* [Problems]:
1 - Translate this sentence from the Michelle Wie article below into Spanish: "It was no different from any of the 93 previous rounds she played against the pros."
2 - Transcribe the stretch of the Michelle Wie article below from "By Associated PressOctober" through "against the pros.".

>> BEGIN Given passage

Butterflies and Solid Play for Wie

By Associated PressOctober 13, 2005, 4:00 pm
2005 Samsung World ChampionshipPALM DESERT, Calif. -- Michelle Wie listened for her name to be announced, waved to a gallery that was perched among the desert fauna at Bighorn, then gracefully bent over to stick a tee in the ground.
It was no different from any of the 93 previous rounds she played against the pros.
Only when she steadied her 6-foot frame over the ball did it start to sink in. The 16-year-old from Hawaii, still waiting to get her driver's license, was about to embark on her professional career.
``I wasn't that nervous when I put the ball on the tee,'' she said. ``I wasn't that nervous when I took my practice swings. But once I got over my tee shot, my heart was thumping. It was different.''
Her 3-wood soared against the brown-and-green backdrop of desert golf into the fairway, and she was off. And when the first round of the Samsung World Championship ended with a bogey from the bunker for a 2-under 70 -- six shots behind defending champion Annika Sorenstam -- it felt like any other round on the LPGA Tour she has been playing since she was 12.

>> END Given passage
>> BEGIN Dataset excerpt

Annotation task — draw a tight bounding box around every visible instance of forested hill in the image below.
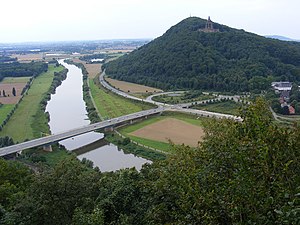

>> END Dataset excerpt

* [Answers given]:
1 - No fue diferente de ninguna de las 93 rondas anteriores que jugó contra los profesionales.

2 -
By Associated PressOctober 13, 2005, 4:00 pm
2005 Samsung World ChampionshipPALM DESERT, Calif. -- Michelle Wie listened for her name to be announced, waved to a gallery that was perched among the desert fauna at Bighorn, then gracefully bent over to stick a tee in the ground.
It was no different from any of the 93 previous rounds she played against the pros.